• [WHAT TO DO]:
Format every line of the records below as a Markdown table with the columns Row and Line, numbering each row and skipping blank lines. Leave the pictures out of the table.

• [DATA SHOWN]:
======
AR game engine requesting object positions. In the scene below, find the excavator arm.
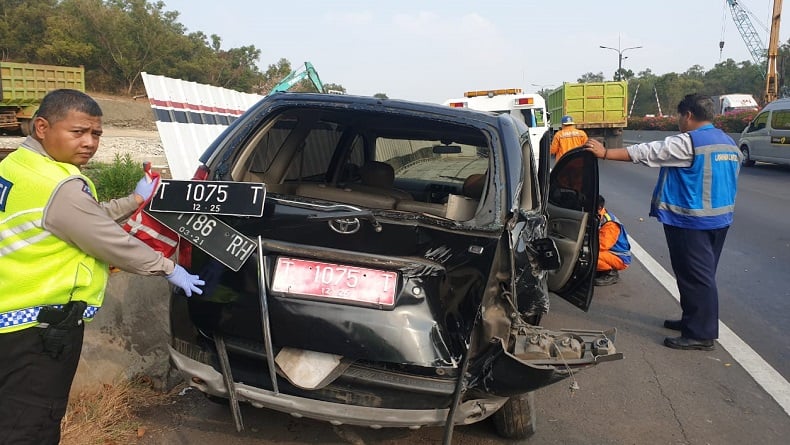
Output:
[271,62,325,93]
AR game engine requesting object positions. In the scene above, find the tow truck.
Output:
[444,88,549,165]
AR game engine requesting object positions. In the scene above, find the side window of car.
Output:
[771,110,790,130]
[549,157,597,211]
[749,111,769,133]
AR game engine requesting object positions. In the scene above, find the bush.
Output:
======
• [ANSWER TO THE EXERCISE]:
| Row | Line |
|---|---|
| 1 | AR game engine requesting object positions. In the scene below, find the excavator arm. |
| 2 | Output: |
| 3 | [271,62,325,93] |
| 4 | AR game engine requesting object positions. In the scene above, find the tow truck. |
| 5 | Output: |
| 6 | [444,88,549,165] |
| 7 | AR game engine requesting object positions. In the scene above, find the side window of car. |
| 8 | Output: |
| 9 | [771,110,790,130] |
| 10 | [549,157,597,211] |
| 11 | [749,111,769,133] |
| 12 | AR game engine requesting object positions. In the scene above, find the bush. |
| 13 | Output: |